→ Items:

--

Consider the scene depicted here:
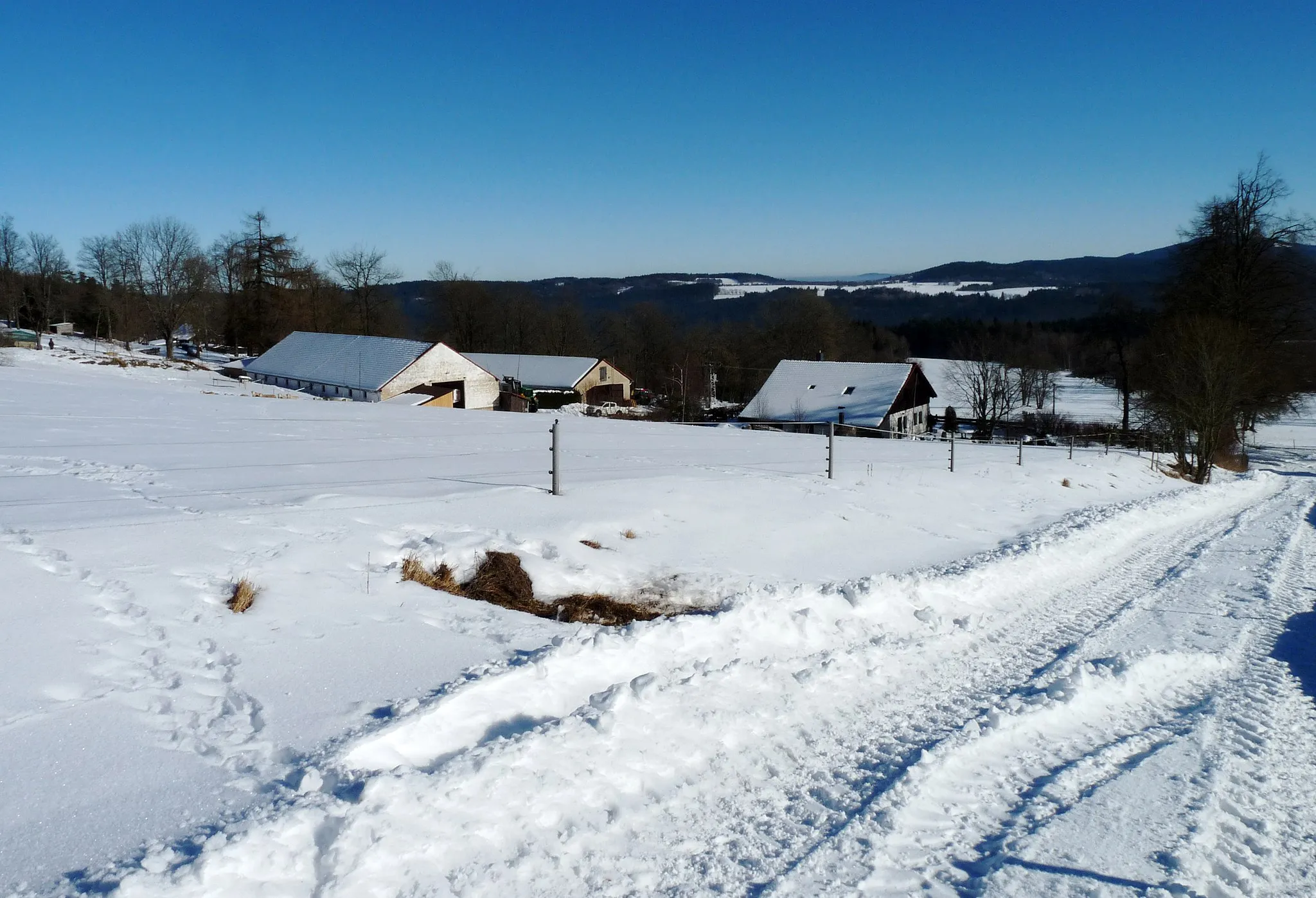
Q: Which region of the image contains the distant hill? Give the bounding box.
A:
[392,240,1316,327]
[902,246,1174,287]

--

→ Required work: Restate the entire listing word for word, excluding pictures.

→ Response:
Consider the scene depicted here:
Q: Which region of the image contains the distant hill? Give the bounding box.
A:
[392,240,1316,327]
[902,246,1174,287]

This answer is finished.